* [OBJECTIVE]: The entries below should be transcribed in their entirety, exactly as written.

[Start EXERCISE INPUT]

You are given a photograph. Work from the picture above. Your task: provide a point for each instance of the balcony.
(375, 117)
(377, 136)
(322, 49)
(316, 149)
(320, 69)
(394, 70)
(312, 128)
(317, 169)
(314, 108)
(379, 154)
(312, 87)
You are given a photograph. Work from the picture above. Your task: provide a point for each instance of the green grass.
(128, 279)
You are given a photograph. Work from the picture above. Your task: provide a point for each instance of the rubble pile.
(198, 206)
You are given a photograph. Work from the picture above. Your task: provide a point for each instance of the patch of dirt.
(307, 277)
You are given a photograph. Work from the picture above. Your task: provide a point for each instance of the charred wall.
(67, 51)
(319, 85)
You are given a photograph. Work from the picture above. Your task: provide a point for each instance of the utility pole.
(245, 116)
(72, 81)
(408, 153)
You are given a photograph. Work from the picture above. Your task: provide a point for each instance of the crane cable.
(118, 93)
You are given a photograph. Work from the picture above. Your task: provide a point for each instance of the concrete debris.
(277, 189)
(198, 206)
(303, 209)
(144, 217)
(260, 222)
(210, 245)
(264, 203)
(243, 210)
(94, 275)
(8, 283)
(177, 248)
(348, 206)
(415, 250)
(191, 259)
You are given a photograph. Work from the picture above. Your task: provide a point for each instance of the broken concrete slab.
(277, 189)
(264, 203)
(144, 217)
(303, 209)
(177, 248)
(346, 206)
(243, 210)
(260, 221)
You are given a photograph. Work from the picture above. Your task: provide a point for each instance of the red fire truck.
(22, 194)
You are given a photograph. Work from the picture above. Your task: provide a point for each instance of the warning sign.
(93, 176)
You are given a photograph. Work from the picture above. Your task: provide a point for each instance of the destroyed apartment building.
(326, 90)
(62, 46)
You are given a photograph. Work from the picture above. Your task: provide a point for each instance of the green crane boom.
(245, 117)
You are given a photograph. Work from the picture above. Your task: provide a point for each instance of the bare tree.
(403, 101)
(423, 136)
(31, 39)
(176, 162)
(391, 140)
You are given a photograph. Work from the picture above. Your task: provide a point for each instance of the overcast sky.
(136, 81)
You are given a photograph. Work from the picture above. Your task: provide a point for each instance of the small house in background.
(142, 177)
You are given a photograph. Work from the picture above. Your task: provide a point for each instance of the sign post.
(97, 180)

[End EXERCISE INPUT]

* [EXERCISE ANSWER]:
You are given a photograph. Work from the picture above. Your task: provide a point for each instance of the balcony.
(375, 117)
(377, 136)
(322, 49)
(316, 149)
(320, 69)
(394, 70)
(312, 128)
(317, 169)
(314, 108)
(379, 154)
(312, 87)
You are given a photograph. Work from the picture above. Your task: provide a point for each instance of the green grass.
(128, 279)
You are given a photograph. Work from the picture above. Your task: provide a point for each instance of the rubble pile.
(198, 206)
You are given a photograph. Work from the picture above. Your task: provide a point for each instance of the patch of dirt.
(307, 277)
You are given a photograph. Work from the picture above. Your task: provide a point for each instance of the charred wall.
(67, 51)
(319, 85)
You are given a photograph. Work from the picture above. Your task: provide a point for each instance of the utility pole.
(245, 116)
(72, 81)
(408, 153)
You are given a photograph. Work from the picture above. Your task: provide a point for each instance of the crane cable.
(118, 93)
You are given a photograph. Work from the picture above. Your task: provide a point for each instance of the concrete debris.
(277, 189)
(198, 206)
(303, 209)
(144, 217)
(260, 222)
(210, 245)
(264, 203)
(243, 210)
(94, 275)
(8, 283)
(177, 248)
(348, 206)
(415, 250)
(191, 259)
You are given a photograph. Work from the picture above. Your task: provide a point for each instance of the broken concrete slab.
(277, 189)
(264, 203)
(144, 217)
(303, 209)
(177, 248)
(346, 206)
(243, 210)
(260, 221)
You are given a photograph. Work from the picture above. Your task: provide a point for each instance of the red fire truck.
(22, 194)
You are given a photograph. Work from the picture above. Your task: provide a point for each instance of the warning sign.
(93, 176)
You are given a photograph. Work from the picture above. Your task: provide a point for each instance of the destroyed apartment building.
(326, 90)
(62, 46)
You are given a photograph. Work from the picture above. Your task: provide a point for each instance of the green crane boom.
(245, 117)
You are given a photograph. Work from the picture above. Your task: provide a point for each instance of the bare tree.
(403, 101)
(423, 136)
(31, 39)
(176, 162)
(391, 140)
You are given a photograph. Work from the picture above. Your task: provide a point for each instance of the overcast sky.
(136, 81)
You are given a photograph. Work from the picture above. Your task: provide a point for each instance of the small house in background.
(142, 177)
You are given a photograph. Work from the picture above. Your task: provide a point for each instance of the sign post.
(97, 180)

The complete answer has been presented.